### WHAT IS BEING ASKED
The answer must be every line below that holds the word "subject".

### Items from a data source
◆ ◆ ◆

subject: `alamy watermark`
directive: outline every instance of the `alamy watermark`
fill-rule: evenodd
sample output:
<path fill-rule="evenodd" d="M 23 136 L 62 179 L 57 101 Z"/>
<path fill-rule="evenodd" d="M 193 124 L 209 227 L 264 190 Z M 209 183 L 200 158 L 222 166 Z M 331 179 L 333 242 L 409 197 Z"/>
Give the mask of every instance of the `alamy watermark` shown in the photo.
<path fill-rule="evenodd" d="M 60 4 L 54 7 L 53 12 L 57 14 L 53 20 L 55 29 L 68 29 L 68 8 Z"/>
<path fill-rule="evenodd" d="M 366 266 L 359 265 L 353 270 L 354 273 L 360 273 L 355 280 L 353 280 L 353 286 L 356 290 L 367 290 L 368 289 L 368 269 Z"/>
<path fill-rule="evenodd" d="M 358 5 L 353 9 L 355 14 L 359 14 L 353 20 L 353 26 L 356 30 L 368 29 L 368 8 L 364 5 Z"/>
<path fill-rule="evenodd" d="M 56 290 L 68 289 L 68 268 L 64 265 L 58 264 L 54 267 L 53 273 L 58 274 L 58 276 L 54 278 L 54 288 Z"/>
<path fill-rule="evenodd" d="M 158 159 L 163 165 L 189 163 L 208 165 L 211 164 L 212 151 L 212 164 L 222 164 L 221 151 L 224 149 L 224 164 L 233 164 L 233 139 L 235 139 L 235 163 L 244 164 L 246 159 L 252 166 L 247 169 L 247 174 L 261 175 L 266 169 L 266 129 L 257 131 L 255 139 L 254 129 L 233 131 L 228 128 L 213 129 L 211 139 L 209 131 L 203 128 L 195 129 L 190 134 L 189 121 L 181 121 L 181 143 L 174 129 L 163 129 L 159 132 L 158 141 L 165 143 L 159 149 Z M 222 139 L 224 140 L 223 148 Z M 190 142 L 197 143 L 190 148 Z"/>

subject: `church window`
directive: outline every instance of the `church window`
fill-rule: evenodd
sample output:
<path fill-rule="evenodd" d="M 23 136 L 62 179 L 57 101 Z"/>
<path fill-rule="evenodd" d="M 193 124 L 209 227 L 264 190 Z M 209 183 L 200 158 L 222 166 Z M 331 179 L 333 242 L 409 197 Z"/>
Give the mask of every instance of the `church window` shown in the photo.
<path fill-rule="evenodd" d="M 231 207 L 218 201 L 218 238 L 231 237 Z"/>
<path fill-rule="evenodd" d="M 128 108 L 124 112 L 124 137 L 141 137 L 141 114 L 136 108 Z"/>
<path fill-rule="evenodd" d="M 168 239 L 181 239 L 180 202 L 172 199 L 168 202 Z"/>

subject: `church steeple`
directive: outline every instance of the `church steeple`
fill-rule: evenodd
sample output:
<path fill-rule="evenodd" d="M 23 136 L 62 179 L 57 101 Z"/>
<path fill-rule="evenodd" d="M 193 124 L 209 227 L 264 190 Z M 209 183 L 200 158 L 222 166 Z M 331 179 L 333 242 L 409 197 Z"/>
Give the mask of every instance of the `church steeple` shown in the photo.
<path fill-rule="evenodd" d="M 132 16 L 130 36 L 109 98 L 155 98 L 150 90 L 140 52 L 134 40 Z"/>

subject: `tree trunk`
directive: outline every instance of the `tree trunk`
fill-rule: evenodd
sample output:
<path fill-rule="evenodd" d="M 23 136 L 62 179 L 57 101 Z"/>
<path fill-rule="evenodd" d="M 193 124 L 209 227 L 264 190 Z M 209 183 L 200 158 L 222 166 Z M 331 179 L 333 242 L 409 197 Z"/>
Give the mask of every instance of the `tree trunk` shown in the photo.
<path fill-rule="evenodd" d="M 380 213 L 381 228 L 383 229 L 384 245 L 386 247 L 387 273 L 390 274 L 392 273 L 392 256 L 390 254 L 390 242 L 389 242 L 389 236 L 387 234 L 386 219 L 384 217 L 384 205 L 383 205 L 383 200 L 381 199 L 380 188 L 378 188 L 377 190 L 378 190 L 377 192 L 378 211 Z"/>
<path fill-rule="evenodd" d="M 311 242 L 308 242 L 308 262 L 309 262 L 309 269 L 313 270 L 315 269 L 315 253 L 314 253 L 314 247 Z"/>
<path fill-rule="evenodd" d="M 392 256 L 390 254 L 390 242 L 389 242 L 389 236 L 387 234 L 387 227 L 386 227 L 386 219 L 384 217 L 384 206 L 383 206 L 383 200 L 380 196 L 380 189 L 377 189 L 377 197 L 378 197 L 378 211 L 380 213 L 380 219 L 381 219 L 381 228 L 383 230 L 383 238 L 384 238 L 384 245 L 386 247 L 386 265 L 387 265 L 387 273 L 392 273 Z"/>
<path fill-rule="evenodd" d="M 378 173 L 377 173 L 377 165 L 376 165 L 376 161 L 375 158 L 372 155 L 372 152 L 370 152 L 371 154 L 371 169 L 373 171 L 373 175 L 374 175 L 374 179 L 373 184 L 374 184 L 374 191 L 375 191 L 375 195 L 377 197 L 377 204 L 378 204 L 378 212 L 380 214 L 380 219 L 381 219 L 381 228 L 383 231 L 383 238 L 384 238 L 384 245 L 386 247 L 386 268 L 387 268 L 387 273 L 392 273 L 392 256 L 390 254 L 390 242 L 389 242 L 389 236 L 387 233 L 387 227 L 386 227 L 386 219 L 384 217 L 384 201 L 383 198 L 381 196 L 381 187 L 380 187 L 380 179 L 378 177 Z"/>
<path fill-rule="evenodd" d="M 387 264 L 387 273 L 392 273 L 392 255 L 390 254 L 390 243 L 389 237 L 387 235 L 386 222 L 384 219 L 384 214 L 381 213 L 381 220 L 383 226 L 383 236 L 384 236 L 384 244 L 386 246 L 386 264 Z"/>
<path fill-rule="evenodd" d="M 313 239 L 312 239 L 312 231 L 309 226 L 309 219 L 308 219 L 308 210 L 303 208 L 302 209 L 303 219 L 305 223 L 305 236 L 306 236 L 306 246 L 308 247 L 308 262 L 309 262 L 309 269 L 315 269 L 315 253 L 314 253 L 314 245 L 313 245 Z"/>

◆ ◆ ◆

### TASK ANSWER
subject: `alamy watermark`
subject: `church window`
subject: `church steeple`
subject: `tree trunk`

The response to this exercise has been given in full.